__WORK REQUEST__:
Every entry below is to be copied exactly as written.

__DATASET RECORDS__:
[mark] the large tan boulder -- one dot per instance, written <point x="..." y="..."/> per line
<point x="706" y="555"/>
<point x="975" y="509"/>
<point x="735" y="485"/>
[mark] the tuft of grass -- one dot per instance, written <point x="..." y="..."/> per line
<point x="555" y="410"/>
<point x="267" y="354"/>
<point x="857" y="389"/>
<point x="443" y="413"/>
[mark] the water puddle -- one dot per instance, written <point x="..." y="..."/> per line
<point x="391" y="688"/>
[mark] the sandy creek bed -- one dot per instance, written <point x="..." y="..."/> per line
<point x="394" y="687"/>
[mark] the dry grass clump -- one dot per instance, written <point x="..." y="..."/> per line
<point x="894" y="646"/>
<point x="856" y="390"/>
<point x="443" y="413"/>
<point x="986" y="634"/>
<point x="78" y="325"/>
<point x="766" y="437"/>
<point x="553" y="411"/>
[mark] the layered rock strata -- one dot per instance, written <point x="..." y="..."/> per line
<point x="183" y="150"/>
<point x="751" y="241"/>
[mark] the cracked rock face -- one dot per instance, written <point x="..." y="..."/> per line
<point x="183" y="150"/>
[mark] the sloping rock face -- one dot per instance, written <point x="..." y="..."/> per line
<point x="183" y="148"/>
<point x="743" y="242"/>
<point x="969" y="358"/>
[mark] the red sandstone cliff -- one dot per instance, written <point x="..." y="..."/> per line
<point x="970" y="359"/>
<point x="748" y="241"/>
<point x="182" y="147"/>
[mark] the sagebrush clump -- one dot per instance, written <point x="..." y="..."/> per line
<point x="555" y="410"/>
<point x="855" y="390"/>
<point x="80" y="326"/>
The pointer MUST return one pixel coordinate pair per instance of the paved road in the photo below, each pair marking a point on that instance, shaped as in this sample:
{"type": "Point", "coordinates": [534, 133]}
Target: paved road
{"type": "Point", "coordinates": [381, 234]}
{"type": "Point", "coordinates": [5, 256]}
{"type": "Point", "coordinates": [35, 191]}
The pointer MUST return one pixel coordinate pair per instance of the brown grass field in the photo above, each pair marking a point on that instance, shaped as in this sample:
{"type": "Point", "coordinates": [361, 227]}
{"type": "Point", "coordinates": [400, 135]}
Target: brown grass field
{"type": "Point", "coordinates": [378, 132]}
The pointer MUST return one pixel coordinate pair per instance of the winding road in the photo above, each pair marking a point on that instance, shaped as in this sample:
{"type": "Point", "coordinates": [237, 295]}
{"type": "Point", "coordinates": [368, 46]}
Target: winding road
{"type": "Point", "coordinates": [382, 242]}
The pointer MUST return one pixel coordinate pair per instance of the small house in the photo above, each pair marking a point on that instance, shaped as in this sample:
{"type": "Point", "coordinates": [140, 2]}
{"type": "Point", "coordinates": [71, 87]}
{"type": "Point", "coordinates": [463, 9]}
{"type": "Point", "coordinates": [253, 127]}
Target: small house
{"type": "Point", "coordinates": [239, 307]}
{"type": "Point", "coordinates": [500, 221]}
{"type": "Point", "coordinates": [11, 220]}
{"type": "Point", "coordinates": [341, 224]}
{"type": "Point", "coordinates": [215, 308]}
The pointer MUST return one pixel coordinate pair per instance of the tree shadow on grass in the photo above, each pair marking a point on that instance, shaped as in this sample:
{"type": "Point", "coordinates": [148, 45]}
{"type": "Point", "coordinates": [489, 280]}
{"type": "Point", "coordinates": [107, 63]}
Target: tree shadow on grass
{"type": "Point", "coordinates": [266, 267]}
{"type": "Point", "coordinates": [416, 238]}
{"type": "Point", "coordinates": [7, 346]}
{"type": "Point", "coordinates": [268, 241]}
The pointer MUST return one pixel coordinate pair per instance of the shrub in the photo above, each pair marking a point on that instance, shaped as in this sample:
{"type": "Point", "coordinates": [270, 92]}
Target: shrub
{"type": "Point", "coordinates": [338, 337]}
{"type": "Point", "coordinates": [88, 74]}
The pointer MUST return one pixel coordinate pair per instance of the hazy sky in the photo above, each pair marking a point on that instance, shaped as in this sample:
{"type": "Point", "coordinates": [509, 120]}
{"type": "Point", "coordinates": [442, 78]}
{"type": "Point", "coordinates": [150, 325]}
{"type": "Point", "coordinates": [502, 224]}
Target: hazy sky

__RESPONSE AREA__:
[mark] the large tan boulder -- one dot per instance, written <point x="..." y="..."/> per line
<point x="706" y="555"/>
<point x="975" y="509"/>
<point x="735" y="485"/>
[mark] the tuft of grass -- one dot per instance, written <point x="..." y="..."/> per line
<point x="555" y="410"/>
<point x="267" y="354"/>
<point x="857" y="389"/>
<point x="443" y="413"/>
[mark] the water puddle -- one dot per instance, written <point x="..." y="..."/> per line
<point x="391" y="688"/>
[mark] the sandy creek bed -- one dot per instance, written <point x="..." y="..."/> per line
<point x="394" y="687"/>
[mark] the dry grass clump -- one dot per instance, written <point x="..." y="..."/> per line
<point x="894" y="646"/>
<point x="856" y="390"/>
<point x="443" y="413"/>
<point x="986" y="634"/>
<point x="78" y="325"/>
<point x="766" y="437"/>
<point x="553" y="411"/>
[mark] the layered rock strata -- one dot per instance, written <point x="..." y="..."/> per line
<point x="183" y="150"/>
<point x="751" y="241"/>
[mark] the cracked rock face -- one dot per instance, written <point x="..." y="..."/> per line
<point x="183" y="150"/>
[mark] the sloping rock face -- one dot per instance, written <point x="..." y="..."/> per line
<point x="183" y="148"/>
<point x="743" y="242"/>
<point x="969" y="358"/>
[mark] the red sandstone cliff -- one dot per instance, written <point x="..." y="..."/> per line
<point x="970" y="359"/>
<point x="748" y="241"/>
<point x="182" y="147"/>
[mark] the sagebrush clump -- one dot per instance, written <point x="..." y="..."/> per line
<point x="555" y="410"/>
<point x="855" y="390"/>
<point x="80" y="326"/>
The pointer MUST return one pixel coordinate pair per instance of the paved road in the photo below, each pair marking a point on that instance, shaped as in this sample:
{"type": "Point", "coordinates": [534, 133]}
Target: paved road
{"type": "Point", "coordinates": [381, 234]}
{"type": "Point", "coordinates": [5, 256]}
{"type": "Point", "coordinates": [35, 191]}
The pointer MUST return one pixel coordinate pair per instance of the brown grass field in the photo above, each pair marking a point on that instance, shaped as in this sample:
{"type": "Point", "coordinates": [361, 227]}
{"type": "Point", "coordinates": [400, 135]}
Target: brown grass field
{"type": "Point", "coordinates": [378, 132]}
The pointer MUST return one pixel coordinate pair per instance of the winding road in the photo above, each pair marking a point on that instance, shaped as in this sample:
{"type": "Point", "coordinates": [237, 295]}
{"type": "Point", "coordinates": [368, 46]}
Target: winding road
{"type": "Point", "coordinates": [382, 242]}
The pointer MUST return one pixel coordinate pair per instance of the small house in the photo above, each pair marking a point on that instance, shaped as in this sample:
{"type": "Point", "coordinates": [140, 2]}
{"type": "Point", "coordinates": [71, 87]}
{"type": "Point", "coordinates": [463, 9]}
{"type": "Point", "coordinates": [253, 127]}
Target: small house
{"type": "Point", "coordinates": [239, 307]}
{"type": "Point", "coordinates": [500, 221]}
{"type": "Point", "coordinates": [11, 220]}
{"type": "Point", "coordinates": [341, 224]}
{"type": "Point", "coordinates": [215, 308]}
The pointer MUST return one pixel coordinate pair per instance of the tree shadow on grass in the photo above, each pair marking a point on that instance, shaped as in this sample:
{"type": "Point", "coordinates": [148, 45]}
{"type": "Point", "coordinates": [489, 280]}
{"type": "Point", "coordinates": [107, 63]}
Target: tree shadow on grass
{"type": "Point", "coordinates": [266, 267]}
{"type": "Point", "coordinates": [416, 238]}
{"type": "Point", "coordinates": [7, 346]}
{"type": "Point", "coordinates": [268, 241]}
The pointer MUST return one pixel coordinate pair per instance of the shrub in the photo above, each pair marking a point on that instance, shaped as in this sample:
{"type": "Point", "coordinates": [270, 92]}
Target: shrub
{"type": "Point", "coordinates": [338, 337]}
{"type": "Point", "coordinates": [88, 74]}
The pointer MUST return one pixel coordinate pair per instance of the hazy sky in the photo above, each pair marking a point on that instance, shaped as in this sample:
{"type": "Point", "coordinates": [509, 120]}
{"type": "Point", "coordinates": [442, 78]}
{"type": "Point", "coordinates": [150, 325]}
{"type": "Point", "coordinates": [502, 224]}
Target: hazy sky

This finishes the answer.